Directions:
Transcribe the part of the article on shovel-ready infrastructure projects that starts at the words "Shovel Ready –" and stops after the words "be engaged with.", keeping each word and punctuation mark unchanged.

══ Excerpted text

Insights & News

Shovel Ready – The Steps To Break Ground on an Infrastructure Project

May 10, 2023

The term “shovel ready” indicates an infrastructure project is ready to start construction. But what does it take to get to that state?

The short answer is: a lot! Technical advisors and Development Board members from the First Nations Infrastructure Institute (FNII) can elaborate on that.

“What we think about when we think shovel ready is having a fully developed business case,” says Jason Calla, a technical advisor with FNII. “The business case is really a one-stop shop to describe a project. It allows people to understand what the project’s all about and to understand the rationale and the process you’re going to use.”

Those people could include potential contractors who will build the project, lenders who might finance it, and – in the case of First Nations communities – members who need to be engaged with.

Business cases for infrastructure projects are made up a few different parts. First comes the strategic case – the “why” of the project and how it meets the Nation or organization’s goals.

“The more that the project responds to community priorities, the better the project is going to be,” says Jason.

Next is the technical case. This is a review of the current situation and the various options to address it. It includes a high-level cost and revenue analysis of the project options.

“There’s quite a bit of work and thinking about how to frame that feasibility study,” says Jason. “What are the issues you’re looking at in the feasibility? There can be technology options, there could be location options. And so that technical case is going to come up with some cost estimates and it’s going to help really set the stage for what the plan is going to be when the project actually gets built.”

The commercial case describes the procurement objective and process. “That’s how the request-for-proposal will work and how you will get bids for the project,” says Jason. “If you’re not going to do the project completely on your own, how are you going to select the firm that you’re going to work with and what are the criteria by which you might select the people who bid on your project?”

The financial case takes the preferred option identified in the technical case and outlines all the costs: capital (construction); operation, maintenance, and lifecycle (e.g., when a roof might need to be replaced). The financial case also identifies funding sources and revenue opportunities. Funding could come from the Government of Canada or from the Nation’s own sources.

Nations are increasingly taking ownership of funding options. Allan Claxton, the head of FNII’s Development Board, describes meeting with Health Canada years ago to ask for funding to build a health centre for the Tsawout Nation, where he was Chief at the time. The condition for funding was that the centre include a gymnasium.

“So, we immediately shook hands with them. Then we left the meeting and I was thinking to myself, how the heck am I going to pay for this? That’s a $10 million project,” says Allan.

The first answer was taking over property taxes that the local municipality had been collecting from businesses operating on the Nation’s lands (without providing services, Allan notes).

“And then years later we got into the GST. We developed our own tax law and opted out of the GST and into our own sales tax law. So, we collect $1.4 million [annually] in that.”

Development Board member Keith Matthew says his Simpcw Nation’s development corporation is making about $30 million a year that will support infrastructure projects.

“We’re trying to build a band office, health center and school, and if we have a guaranteed revenue source through the FNFA [First Nations Finance Authority] and our own development corporation, we can easily do that,” he says.

The final component of an infrastructure business plan is the management case, which sets out the steps for managing the project – from the skills needed on the team to engagement with the First Nations and other stakeholders, right through to a detailed project plan with milestones.

════
══ Stored data

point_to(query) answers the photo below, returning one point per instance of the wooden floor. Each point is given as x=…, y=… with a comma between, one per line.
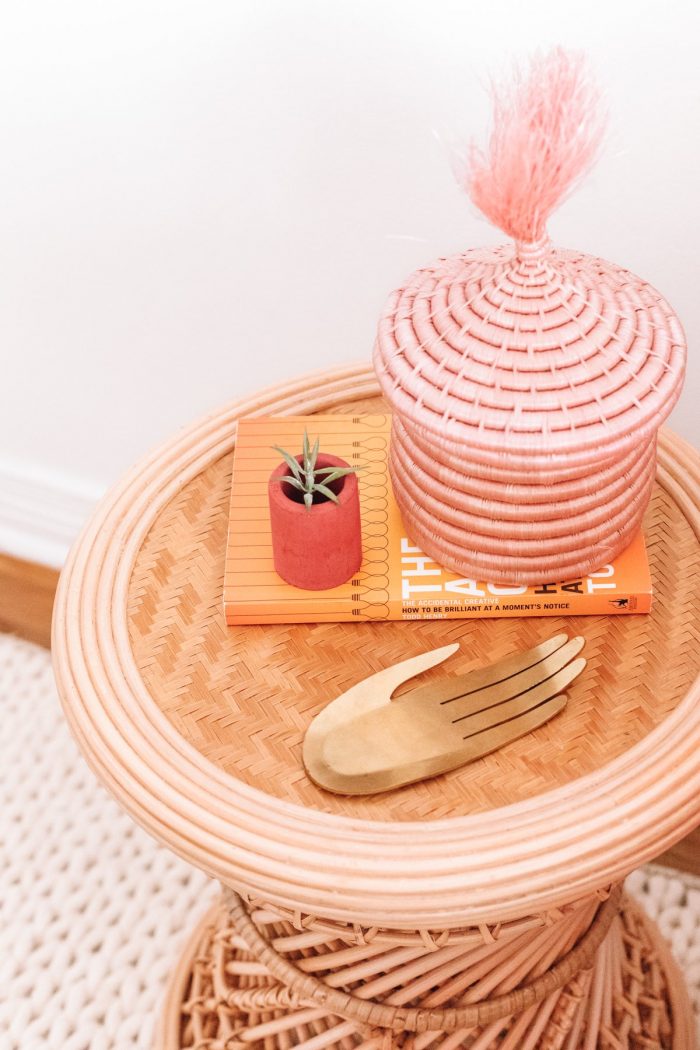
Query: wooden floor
x=26, y=600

════

Reply to the task:
Shovel Ready – The Steps To Break Ground on an Infrastructure Project

May 10, 2023

The term “shovel ready” indicates an infrastructure project is ready to start construction. But what does it take to get to that state?

The short answer is: a lot! Technical advisors and Development Board members from the First Nations Infrastructure Institute (FNII) can elaborate on that.

“What we think about when we think shovel ready is having a fully developed business case,” says Jason Calla, a technical advisor with FNII. “The business case is really a one-stop shop to describe a project. It allows people to understand what the project’s all about and to understand the rationale and the process you’re going to use.”

Those people could include potential contractors who will build the project, lenders who might finance it, and – in the case of First Nations communities – members who need to be engaged with.